Instructions —
A: Reproduce the article on Nigeria's GDP word for word, in full.
B: Copy exactly the part of the data items that opens with the line containing "the white vinyl" and continues through the last of the data items, including both ends.

Nigeria’s GDP Slumps to $474bn, Prospect Depends on Oil
Nigeria’s gross domestic product (GDP) printed lower at $474 billion at the end of 2022, according to a Fitch Rating report. Data from the World Bank showed that the country’s GDP was $574 billion in 2014.
However, Africa’s largest economy slumped significantly over the year to $477 billion at the end of 2022, World Bank data showed – though the amount is $3 billion above the Fitch Ratings figure. Analysts have maintained that economic growth prospect depends on oil.
For an economy that depends largely on imports to feed its growing population, the size of FX receipts from crude oil export has always had a direct impact on the growth rate, according to research analysts at LSintelligence Associates.
Nigeria had planned to join the 20 largest economies in the World by targeting a $900 billion GDP size by 2020, according to details from its Vision 202:2020 document reviewed by MarketForces Africa. World Bank data showed that the economy was under pressure over the last 8 years under former president, Muhammadu Buhari
Still among the top investment destinations due to the country’s strong economic fundamentals that provide the growth-starved economy with some unfair advantage. However, policy misnomers triggered macroeconomic pressures that kept foreign investors on the side.

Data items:

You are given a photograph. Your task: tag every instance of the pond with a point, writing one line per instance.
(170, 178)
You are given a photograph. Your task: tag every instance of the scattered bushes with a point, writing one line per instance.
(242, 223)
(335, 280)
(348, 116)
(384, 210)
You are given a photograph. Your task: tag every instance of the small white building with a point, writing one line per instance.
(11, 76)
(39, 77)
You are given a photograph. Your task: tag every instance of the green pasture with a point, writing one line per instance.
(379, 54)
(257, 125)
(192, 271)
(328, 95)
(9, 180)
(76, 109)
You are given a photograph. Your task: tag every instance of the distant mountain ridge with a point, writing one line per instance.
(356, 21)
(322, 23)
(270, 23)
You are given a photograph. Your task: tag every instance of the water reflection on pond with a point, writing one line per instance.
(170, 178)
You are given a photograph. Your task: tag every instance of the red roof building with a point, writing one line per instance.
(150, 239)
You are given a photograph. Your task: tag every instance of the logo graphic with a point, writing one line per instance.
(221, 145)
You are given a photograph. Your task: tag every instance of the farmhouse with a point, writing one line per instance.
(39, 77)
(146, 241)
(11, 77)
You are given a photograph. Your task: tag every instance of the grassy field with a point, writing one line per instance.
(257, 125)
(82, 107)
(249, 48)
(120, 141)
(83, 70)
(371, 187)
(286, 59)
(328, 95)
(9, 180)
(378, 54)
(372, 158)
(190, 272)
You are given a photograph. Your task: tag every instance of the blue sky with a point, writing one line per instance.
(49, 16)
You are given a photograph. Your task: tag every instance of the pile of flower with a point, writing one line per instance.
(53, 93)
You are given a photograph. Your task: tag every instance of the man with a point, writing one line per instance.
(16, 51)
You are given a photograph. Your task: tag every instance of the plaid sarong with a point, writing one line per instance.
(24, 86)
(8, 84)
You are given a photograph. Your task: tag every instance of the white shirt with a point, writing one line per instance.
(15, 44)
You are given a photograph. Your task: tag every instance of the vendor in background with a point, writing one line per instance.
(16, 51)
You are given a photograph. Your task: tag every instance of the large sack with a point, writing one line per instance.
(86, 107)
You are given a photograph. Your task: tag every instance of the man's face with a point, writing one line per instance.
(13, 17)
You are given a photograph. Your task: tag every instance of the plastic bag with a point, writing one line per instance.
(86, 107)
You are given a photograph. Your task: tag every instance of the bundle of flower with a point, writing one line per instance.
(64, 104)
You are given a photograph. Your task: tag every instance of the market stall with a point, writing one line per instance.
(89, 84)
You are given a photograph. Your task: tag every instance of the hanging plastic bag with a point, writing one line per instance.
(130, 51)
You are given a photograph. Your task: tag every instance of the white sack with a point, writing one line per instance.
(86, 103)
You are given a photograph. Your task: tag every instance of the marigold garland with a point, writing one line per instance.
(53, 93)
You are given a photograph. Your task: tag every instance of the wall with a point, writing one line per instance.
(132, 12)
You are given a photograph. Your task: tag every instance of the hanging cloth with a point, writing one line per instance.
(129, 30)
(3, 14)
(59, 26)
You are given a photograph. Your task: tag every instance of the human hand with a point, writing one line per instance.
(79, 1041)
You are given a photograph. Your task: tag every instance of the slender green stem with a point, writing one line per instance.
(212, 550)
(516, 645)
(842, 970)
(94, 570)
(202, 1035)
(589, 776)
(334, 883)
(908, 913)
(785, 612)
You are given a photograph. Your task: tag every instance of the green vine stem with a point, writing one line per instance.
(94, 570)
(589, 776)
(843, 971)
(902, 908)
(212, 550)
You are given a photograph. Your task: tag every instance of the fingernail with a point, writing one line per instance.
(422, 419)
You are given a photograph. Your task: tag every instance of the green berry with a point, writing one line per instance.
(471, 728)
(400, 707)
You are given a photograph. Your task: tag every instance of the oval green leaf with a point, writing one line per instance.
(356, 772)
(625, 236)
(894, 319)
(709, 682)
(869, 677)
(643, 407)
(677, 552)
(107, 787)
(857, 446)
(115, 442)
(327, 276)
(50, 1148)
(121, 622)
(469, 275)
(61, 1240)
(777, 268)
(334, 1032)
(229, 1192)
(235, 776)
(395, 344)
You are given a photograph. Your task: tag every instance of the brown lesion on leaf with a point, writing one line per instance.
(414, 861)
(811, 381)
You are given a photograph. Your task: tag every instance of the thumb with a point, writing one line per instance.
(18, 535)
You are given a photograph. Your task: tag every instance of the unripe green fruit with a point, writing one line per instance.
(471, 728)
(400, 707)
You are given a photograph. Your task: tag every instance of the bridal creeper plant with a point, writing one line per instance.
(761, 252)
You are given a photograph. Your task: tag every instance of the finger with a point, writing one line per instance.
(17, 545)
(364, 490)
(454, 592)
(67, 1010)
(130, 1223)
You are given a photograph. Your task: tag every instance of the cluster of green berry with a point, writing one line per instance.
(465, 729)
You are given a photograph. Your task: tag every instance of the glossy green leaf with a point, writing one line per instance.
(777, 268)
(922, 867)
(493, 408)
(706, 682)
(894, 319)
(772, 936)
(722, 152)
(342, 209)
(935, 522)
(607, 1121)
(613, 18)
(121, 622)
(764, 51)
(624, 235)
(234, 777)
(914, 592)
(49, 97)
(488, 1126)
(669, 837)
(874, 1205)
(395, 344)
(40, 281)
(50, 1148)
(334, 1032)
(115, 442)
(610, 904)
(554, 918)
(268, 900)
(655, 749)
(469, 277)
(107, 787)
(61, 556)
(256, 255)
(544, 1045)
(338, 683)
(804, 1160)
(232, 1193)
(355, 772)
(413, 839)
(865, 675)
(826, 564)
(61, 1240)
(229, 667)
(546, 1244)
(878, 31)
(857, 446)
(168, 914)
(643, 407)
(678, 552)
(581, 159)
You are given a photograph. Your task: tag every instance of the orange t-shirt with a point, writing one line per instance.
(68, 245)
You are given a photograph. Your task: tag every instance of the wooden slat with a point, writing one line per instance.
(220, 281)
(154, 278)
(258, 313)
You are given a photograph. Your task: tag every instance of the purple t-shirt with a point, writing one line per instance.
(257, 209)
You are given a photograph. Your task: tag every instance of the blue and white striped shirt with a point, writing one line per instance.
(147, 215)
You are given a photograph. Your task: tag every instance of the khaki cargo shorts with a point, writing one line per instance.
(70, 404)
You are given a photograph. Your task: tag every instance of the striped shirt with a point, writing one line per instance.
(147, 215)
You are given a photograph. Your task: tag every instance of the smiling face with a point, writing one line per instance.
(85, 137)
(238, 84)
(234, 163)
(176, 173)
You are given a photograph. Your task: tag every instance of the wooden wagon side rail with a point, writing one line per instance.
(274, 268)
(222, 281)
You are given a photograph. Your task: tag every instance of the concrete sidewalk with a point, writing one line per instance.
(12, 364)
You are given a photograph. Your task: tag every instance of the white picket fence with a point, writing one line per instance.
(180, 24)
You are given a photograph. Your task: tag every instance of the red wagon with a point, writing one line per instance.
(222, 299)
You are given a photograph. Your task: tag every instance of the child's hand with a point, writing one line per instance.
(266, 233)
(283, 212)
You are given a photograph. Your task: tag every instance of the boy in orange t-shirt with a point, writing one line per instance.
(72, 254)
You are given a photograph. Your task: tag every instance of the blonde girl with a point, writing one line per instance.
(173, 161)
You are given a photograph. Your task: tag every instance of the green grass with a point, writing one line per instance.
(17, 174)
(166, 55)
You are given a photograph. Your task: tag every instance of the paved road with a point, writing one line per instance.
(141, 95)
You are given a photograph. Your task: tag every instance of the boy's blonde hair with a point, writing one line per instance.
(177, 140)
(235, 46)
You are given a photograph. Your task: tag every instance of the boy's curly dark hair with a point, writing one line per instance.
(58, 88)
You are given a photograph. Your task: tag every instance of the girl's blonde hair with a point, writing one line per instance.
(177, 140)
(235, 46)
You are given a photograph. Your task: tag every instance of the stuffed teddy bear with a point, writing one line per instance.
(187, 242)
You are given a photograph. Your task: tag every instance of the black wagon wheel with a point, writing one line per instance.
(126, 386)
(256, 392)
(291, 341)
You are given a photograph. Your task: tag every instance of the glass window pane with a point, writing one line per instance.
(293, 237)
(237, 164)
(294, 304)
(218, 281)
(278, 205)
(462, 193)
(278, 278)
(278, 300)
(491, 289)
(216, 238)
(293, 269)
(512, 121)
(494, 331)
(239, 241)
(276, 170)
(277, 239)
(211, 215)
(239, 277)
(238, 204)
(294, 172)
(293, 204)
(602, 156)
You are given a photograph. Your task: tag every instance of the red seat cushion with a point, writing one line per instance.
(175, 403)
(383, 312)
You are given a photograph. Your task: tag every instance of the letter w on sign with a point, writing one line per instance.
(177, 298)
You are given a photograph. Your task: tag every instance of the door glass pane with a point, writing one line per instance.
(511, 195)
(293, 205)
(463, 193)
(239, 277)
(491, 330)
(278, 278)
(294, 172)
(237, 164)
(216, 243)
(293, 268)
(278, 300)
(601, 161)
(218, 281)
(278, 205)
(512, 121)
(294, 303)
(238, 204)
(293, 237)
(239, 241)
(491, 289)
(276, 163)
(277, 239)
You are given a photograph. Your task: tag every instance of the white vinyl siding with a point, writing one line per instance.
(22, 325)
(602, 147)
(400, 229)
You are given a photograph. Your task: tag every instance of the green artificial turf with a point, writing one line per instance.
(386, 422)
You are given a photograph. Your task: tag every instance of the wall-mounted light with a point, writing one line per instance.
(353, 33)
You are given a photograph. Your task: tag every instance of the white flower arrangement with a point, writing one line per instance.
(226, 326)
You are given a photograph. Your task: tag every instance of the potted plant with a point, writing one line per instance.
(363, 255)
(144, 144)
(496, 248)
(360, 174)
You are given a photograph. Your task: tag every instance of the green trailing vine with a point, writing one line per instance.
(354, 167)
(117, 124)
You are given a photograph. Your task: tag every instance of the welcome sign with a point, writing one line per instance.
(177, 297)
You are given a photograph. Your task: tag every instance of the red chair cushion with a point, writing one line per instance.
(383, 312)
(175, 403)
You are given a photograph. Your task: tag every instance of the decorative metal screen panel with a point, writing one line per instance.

Final answers —
A:
Nigeria’s GDP Slumps to $474bn, Prospect Depends on Oil
Nigeria’s gross domestic product (GDP) printed lower at $474 billion at the end of 2022, according to a Fitch Rating report. Data from the World Bank showed that the country’s GDP was $574 billion in 2014.
However, Africa’s largest economy slumped significantly over the year to $477 billion at the end of 2022, World Bank data showed – though the amount is $3 billion above the Fitch Ratings figure. Analysts have maintained that economic growth prospect depends on oil.
For an economy that depends largely on imports to feed its growing population, the size of FX receipts from crude oil export has always had a direct impact on the growth rate, according to research analysts at LSintelligence Associates.
Nigeria had planned to join the 20 largest economies in the World by targeting a $900 billion GDP size by 2020, according to details from its Vision 202:2020 document reviewed by MarketForces Africa. World Bank data showed that the economy was under pressure over the last 8 years under former president, Muhammadu Buhari
Still among the top investment destinations due to the country’s strong economic fundamentals that provide the growth-starved economy with some unfair advantage. However, policy misnomers triggered macroeconomic pressures that kept foreign investors on the side.

B:
You are given a photograph. Your task: tag every instance of the white vinyl siding with a point, writing one line per instance.
(22, 325)
(602, 147)
(400, 229)
You are given a photograph. Your task: tag every instance of the green artificial turf with a point, writing one line per instance.
(386, 422)
You are given a photograph. Your task: tag every instance of the wall-mounted light with a point, writing one line per instance.
(353, 33)
You are given a photograph. Your task: tag every instance of the white flower arrangement with a point, writing one line per instance.
(226, 326)
You are given a photograph. Your task: tag every instance of the potted plant with a point, writing one line per instance.
(363, 255)
(144, 144)
(496, 248)
(360, 174)
You are given a photograph. Your task: tag every instance of the green trailing vine with a point, writing one line per instance.
(354, 167)
(117, 124)
You are given a photograph. Your task: tag every instance of the welcome sign with a point, writing one line per instance.
(177, 297)
You are given a photograph. Your task: tag every instance of the red chair cushion with a point, writing one line per instance.
(383, 312)
(175, 403)
You are given a photograph. Your task: tag every instance of the decorative metal screen panel with a point, writing one line per instance.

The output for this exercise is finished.